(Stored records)
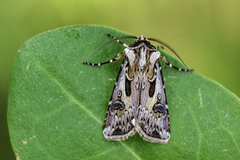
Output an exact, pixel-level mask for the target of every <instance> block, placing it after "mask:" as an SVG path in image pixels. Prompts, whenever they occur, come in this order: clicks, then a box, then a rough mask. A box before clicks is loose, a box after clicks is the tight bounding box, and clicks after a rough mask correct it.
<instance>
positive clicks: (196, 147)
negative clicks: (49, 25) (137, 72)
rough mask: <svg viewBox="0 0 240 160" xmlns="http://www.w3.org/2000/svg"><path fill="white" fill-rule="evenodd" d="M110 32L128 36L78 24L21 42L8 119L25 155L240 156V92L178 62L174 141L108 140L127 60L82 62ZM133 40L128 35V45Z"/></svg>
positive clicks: (101, 158)
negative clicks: (111, 95)
mask: <svg viewBox="0 0 240 160" xmlns="http://www.w3.org/2000/svg"><path fill="white" fill-rule="evenodd" d="M106 33H110V34H112V35H114V36H116V37H119V36H124V35H128V34H127V33H124V32H121V31H117V30H114V29H111V28H107V27H103V26H72V27H65V28H59V29H56V30H53V31H49V32H46V33H43V34H41V35H38V36H36V37H34V38H32V39H30V40H28V41H27V42H25V43H24V45H23V46H22V47H21V49H20V50H19V53H18V56H17V58H16V61H15V65H14V68H13V71H12V77H11V83H10V88H9V100H8V102H9V103H8V126H9V132H10V137H11V143H12V147H13V150H14V152H15V155H16V157H17V158H19V159H21V160H24V159H237V158H239V157H240V145H239V144H240V126H239V124H240V120H239V107H240V100H239V98H238V97H236V96H235V95H233V94H232V93H231V92H229V91H228V90H226V89H225V88H224V87H223V86H221V85H220V84H218V83H216V82H214V81H212V80H209V79H208V78H205V77H204V76H202V75H199V74H198V73H197V72H196V71H194V72H193V73H192V74H191V73H188V72H179V71H177V70H175V69H173V68H170V67H166V68H165V69H163V76H164V81H165V86H166V92H167V98H168V106H169V112H170V123H171V138H170V140H169V143H168V144H154V143H150V142H146V141H144V140H142V138H141V137H140V136H139V135H138V134H135V135H134V136H133V137H130V138H129V139H127V140H125V141H121V142H115V141H106V140H105V139H104V137H103V134H102V130H103V123H104V118H105V115H106V111H107V107H108V102H109V100H110V97H111V94H112V89H113V86H114V82H115V79H116V77H117V74H118V71H119V68H120V64H121V61H122V59H121V60H119V61H117V62H116V65H115V64H114V63H111V64H107V65H103V66H100V67H97V66H96V67H93V66H88V65H83V64H82V63H81V62H82V61H85V60H86V59H87V57H88V55H90V54H91V53H92V52H93V51H94V50H96V49H97V48H98V47H100V46H101V45H102V44H104V43H106V42H108V41H110V40H111V38H109V37H108V36H106ZM133 41H134V40H123V42H125V43H127V44H131V43H133ZM123 49H124V47H123V46H122V45H120V44H119V43H117V42H114V43H111V44H109V45H108V46H105V47H103V48H101V49H100V50H99V51H97V52H96V53H94V54H93V55H92V56H91V57H90V59H89V60H88V61H89V62H96V63H97V62H104V61H107V60H109V59H111V58H113V57H114V56H116V55H117V54H118V53H120V52H122V51H123ZM163 54H164V55H165V56H166V58H167V59H168V60H169V61H170V62H171V63H172V64H173V65H175V66H179V67H183V68H184V65H183V64H182V63H181V62H179V60H177V59H176V58H174V57H172V56H170V55H169V54H166V53H164V52H163ZM161 62H162V61H161ZM161 64H162V65H163V64H164V63H163V62H162V63H161ZM163 66H164V65H163ZM193 67H194V66H193ZM163 68H164V67H163Z"/></svg>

TASK STATEMENT:
Set the pictures aside and transcribe the data above exactly.

TASK SOLUTION:
Output an exact, pixel-level mask for the target of every <instance> block, placing it after "mask:" as an SVG path in image pixels. Prompts, whenever they occur, come in this order: clicks, then a box, then a rough mask. A box before clicks is loose, a box after clicks is the tight bounding box, and clicks after a rough mask correct it.
<instance>
positive clicks: (196, 147)
negative clicks: (49, 25) (137, 72)
rough mask: <svg viewBox="0 0 240 160" xmlns="http://www.w3.org/2000/svg"><path fill="white" fill-rule="evenodd" d="M110 32L128 36L78 24L21 42L8 119L25 155L240 156V92L178 62L174 141L108 140L127 60L82 62ZM133 40L128 35V45Z"/></svg>
positive clicks: (101, 158)
negative clicks: (111, 95)
mask: <svg viewBox="0 0 240 160" xmlns="http://www.w3.org/2000/svg"><path fill="white" fill-rule="evenodd" d="M106 33H110V34H112V35H114V36H116V37H119V36H124V35H128V34H127V33H124V32H121V31H117V30H114V29H111V28H107V27H103V26H72V27H65V28H59V29H56V30H53V31H49V32H46V33H43V34H41V35H38V36H36V37H34V38H32V39H30V40H28V41H27V42H25V43H24V45H23V46H22V47H21V49H20V50H19V53H18V56H17V58H16V61H15V65H14V68H13V71H12V77H11V83H10V88H9V100H8V102H9V103H8V126H9V132H10V137H11V143H12V147H13V150H14V152H15V155H16V157H17V158H19V159H21V160H24V159H237V158H239V157H240V145H239V144H240V126H239V124H240V120H239V107H240V100H239V98H238V97H236V96H235V95H233V94H232V93H231V92H229V91H228V90H226V89H225V88H224V87H223V86H221V85H220V84H218V83H216V82H214V81H212V80H209V79H208V78H205V77H204V76H202V75H199V74H198V73H197V72H196V71H194V72H193V73H192V74H191V73H188V72H179V71H177V70H175V69H173V68H170V67H166V68H165V69H163V76H164V81H165V86H166V92H167V98H168V106H169V112H170V123H171V138H170V140H169V143H168V144H154V143H150V142H146V141H144V140H142V138H141V137H140V136H139V135H138V134H135V135H134V136H133V137H130V138H129V139H127V140H125V141H121V142H115V141H106V140H105V139H104V137H103V134H102V130H103V123H104V118H105V115H106V111H107V107H108V102H109V100H110V97H111V94H112V89H113V86H114V82H115V79H116V77H117V74H118V71H119V68H120V64H121V61H122V59H121V60H119V61H117V62H116V65H115V64H114V63H111V64H107V65H103V66H100V67H97V66H96V67H93V66H88V65H83V64H82V63H81V62H82V61H85V60H86V59H87V57H88V55H90V54H91V53H92V52H93V51H94V50H96V49H97V48H98V47H100V46H101V45H102V44H104V43H106V42H108V41H110V40H111V38H109V37H108V36H106ZM133 41H134V40H123V42H125V43H127V44H131V43H133ZM123 49H124V47H123V46H122V45H120V44H119V43H117V42H114V43H111V44H109V45H108V46H105V47H103V48H101V49H100V50H99V51H97V52H96V53H94V54H93V55H92V56H91V57H90V59H89V60H88V61H89V62H96V63H97V62H104V61H107V60H109V59H111V58H113V57H114V56H116V55H117V54H118V53H120V52H122V51H123ZM163 54H164V55H165V56H166V58H167V59H168V60H169V61H170V62H171V63H172V64H173V65H175V66H179V67H183V68H184V65H183V64H182V63H181V62H179V60H177V59H176V58H174V57H172V56H170V55H169V54H166V53H164V52H163ZM161 62H162V61H161ZM161 64H162V65H163V64H164V63H163V62H162V63H161ZM163 66H164V65H163ZM193 67H194V66H193ZM163 68H164V67H163Z"/></svg>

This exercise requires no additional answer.